YOUR ASSIGNMENT:
Transcribe exactly the line in which "decorative wall plate" occurs, plus every line that comes after it up to the end of the entries.

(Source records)

Start of Block

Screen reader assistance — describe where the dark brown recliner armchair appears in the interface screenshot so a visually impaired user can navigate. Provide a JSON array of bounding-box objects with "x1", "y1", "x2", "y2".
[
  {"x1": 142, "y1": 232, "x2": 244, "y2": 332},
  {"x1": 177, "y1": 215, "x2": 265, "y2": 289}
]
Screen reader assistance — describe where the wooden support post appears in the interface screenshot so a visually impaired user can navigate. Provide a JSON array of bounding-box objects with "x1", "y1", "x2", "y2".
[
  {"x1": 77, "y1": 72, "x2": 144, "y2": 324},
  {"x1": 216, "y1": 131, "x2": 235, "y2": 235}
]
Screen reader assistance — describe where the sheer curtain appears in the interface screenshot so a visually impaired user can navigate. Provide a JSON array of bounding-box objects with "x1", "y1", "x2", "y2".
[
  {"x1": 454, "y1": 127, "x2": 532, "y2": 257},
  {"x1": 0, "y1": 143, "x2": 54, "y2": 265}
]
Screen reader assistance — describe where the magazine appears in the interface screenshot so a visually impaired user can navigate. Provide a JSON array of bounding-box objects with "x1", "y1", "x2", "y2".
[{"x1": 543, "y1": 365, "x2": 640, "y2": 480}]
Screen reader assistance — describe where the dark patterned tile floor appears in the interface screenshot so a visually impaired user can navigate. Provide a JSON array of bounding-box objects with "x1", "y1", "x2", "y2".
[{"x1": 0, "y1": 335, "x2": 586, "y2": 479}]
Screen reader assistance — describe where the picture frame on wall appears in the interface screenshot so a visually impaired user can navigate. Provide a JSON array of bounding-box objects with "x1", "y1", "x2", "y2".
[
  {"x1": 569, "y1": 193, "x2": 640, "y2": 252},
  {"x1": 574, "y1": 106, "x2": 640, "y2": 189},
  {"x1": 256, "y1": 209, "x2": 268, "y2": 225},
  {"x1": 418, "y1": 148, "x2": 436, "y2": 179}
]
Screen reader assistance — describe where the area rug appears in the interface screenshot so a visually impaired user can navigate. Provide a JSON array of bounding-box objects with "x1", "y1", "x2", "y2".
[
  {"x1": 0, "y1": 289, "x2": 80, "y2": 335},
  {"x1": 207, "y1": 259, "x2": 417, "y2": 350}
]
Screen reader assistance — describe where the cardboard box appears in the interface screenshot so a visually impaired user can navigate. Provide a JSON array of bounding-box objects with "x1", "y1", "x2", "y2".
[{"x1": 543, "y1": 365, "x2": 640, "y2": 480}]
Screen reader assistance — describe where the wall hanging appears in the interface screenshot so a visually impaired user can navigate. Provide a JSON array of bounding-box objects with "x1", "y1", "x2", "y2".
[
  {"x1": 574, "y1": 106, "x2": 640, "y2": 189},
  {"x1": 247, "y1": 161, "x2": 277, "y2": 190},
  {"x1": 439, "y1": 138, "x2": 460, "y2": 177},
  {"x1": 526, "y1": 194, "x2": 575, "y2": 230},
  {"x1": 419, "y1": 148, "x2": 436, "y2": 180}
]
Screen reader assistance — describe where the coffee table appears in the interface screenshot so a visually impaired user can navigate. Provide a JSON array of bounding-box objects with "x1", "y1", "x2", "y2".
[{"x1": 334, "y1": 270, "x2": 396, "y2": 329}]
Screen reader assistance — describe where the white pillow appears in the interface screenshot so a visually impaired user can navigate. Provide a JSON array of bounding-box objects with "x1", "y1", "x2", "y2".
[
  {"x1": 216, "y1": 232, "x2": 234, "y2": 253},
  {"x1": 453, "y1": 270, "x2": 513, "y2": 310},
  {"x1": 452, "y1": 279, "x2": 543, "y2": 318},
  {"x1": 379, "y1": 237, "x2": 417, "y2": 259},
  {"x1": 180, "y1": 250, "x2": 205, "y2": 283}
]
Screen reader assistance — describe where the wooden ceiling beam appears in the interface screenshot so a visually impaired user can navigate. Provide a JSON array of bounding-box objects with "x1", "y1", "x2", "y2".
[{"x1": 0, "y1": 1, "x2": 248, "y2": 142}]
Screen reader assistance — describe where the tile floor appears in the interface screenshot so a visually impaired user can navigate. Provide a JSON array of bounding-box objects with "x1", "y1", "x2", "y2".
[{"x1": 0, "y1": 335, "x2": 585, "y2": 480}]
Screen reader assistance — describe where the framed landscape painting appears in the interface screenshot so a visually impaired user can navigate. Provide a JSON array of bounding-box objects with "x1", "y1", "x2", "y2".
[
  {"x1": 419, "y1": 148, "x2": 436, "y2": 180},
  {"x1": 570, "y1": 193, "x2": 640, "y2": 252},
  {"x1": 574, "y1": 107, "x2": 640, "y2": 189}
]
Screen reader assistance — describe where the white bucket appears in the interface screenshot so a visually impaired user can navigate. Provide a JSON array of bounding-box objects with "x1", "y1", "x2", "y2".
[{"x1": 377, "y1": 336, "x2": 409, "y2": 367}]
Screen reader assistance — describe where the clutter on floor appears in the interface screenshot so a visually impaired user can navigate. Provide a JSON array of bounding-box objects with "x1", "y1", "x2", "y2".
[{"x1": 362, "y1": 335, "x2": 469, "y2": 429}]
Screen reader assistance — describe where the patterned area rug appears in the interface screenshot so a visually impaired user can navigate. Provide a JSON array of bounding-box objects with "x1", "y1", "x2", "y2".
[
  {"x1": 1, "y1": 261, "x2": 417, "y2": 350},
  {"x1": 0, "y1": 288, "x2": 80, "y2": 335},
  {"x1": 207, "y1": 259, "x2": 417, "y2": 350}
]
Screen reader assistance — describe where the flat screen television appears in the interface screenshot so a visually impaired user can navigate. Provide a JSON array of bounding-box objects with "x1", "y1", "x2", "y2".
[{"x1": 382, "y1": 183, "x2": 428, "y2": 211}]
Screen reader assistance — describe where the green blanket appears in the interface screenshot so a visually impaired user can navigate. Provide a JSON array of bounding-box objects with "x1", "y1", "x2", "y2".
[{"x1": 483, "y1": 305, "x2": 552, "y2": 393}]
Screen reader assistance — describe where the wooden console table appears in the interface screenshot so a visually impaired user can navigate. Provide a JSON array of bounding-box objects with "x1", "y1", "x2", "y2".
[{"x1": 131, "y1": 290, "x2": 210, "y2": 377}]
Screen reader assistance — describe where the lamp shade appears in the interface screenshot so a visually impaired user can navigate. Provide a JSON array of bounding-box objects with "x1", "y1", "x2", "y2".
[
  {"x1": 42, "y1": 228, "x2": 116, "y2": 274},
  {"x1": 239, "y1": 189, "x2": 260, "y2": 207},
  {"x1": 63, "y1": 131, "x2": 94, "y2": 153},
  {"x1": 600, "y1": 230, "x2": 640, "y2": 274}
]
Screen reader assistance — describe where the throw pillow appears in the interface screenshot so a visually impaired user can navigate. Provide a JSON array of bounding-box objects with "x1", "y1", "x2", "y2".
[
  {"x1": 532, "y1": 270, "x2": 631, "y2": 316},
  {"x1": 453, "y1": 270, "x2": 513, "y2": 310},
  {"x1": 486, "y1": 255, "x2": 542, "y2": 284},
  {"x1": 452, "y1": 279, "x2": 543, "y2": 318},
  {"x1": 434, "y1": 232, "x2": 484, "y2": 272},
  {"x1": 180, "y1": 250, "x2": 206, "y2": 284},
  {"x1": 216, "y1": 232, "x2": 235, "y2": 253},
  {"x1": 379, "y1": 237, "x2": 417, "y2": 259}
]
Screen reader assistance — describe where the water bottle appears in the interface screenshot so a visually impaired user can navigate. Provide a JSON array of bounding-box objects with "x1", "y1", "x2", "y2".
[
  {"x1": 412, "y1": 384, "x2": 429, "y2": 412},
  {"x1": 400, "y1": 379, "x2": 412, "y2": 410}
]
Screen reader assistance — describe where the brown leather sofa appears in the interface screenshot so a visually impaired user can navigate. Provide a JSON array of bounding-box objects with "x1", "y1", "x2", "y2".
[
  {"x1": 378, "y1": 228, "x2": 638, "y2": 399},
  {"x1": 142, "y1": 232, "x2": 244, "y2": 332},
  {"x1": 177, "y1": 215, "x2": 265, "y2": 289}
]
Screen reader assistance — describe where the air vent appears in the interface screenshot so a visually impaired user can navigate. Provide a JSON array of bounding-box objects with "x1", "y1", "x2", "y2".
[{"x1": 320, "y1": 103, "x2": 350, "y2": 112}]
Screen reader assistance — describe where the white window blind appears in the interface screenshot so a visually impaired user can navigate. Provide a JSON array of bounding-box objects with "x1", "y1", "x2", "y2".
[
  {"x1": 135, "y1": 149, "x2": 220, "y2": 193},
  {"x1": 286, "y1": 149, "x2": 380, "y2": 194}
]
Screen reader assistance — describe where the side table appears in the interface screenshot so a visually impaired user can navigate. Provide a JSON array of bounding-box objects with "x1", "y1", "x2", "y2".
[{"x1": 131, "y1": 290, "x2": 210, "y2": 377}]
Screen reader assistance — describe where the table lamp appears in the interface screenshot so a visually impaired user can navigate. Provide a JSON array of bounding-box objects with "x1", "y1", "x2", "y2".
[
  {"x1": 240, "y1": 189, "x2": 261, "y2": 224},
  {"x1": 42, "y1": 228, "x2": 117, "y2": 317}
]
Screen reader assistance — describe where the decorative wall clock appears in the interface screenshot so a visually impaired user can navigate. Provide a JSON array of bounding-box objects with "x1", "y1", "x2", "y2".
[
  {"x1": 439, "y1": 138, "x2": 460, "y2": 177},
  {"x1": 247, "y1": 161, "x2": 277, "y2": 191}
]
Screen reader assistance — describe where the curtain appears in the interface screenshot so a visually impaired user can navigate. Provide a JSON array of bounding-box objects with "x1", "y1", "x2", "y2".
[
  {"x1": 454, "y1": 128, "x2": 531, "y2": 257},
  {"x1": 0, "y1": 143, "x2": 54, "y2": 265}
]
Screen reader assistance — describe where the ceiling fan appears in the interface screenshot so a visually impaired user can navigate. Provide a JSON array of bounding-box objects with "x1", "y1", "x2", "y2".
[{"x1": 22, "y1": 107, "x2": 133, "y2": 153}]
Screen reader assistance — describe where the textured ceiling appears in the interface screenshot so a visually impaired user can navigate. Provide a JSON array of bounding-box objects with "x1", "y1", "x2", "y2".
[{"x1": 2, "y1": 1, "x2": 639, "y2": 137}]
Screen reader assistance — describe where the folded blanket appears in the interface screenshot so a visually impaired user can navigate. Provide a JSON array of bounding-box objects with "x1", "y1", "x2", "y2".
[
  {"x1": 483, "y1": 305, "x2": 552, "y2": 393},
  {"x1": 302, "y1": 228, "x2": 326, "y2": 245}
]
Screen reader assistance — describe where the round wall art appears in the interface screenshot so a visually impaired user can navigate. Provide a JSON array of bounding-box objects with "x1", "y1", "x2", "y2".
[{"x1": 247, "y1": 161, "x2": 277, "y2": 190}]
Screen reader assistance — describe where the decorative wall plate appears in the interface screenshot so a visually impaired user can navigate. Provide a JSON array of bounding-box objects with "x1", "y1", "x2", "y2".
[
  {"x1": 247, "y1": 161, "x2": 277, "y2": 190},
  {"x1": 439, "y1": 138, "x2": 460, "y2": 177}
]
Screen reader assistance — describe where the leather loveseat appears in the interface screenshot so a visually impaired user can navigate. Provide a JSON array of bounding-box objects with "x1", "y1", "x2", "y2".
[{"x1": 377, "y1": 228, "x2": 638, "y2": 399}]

End of Block

RESULT OF THE EXERCISE:
Screen reader assistance — describe where the decorative wall plate appears in the interface screenshot so a visually impaired user can navigate. Provide a JSON array of bounding-box objects with "x1", "y1", "x2", "y2".
[
  {"x1": 247, "y1": 161, "x2": 277, "y2": 190},
  {"x1": 439, "y1": 138, "x2": 460, "y2": 177}
]
Screen reader assistance — describe where the leather loveseat appears in the interface screenshot so a visually impaired user can navigate. Provide a JSON array of bounding-box objects with "x1", "y1", "x2", "y2".
[{"x1": 377, "y1": 228, "x2": 638, "y2": 399}]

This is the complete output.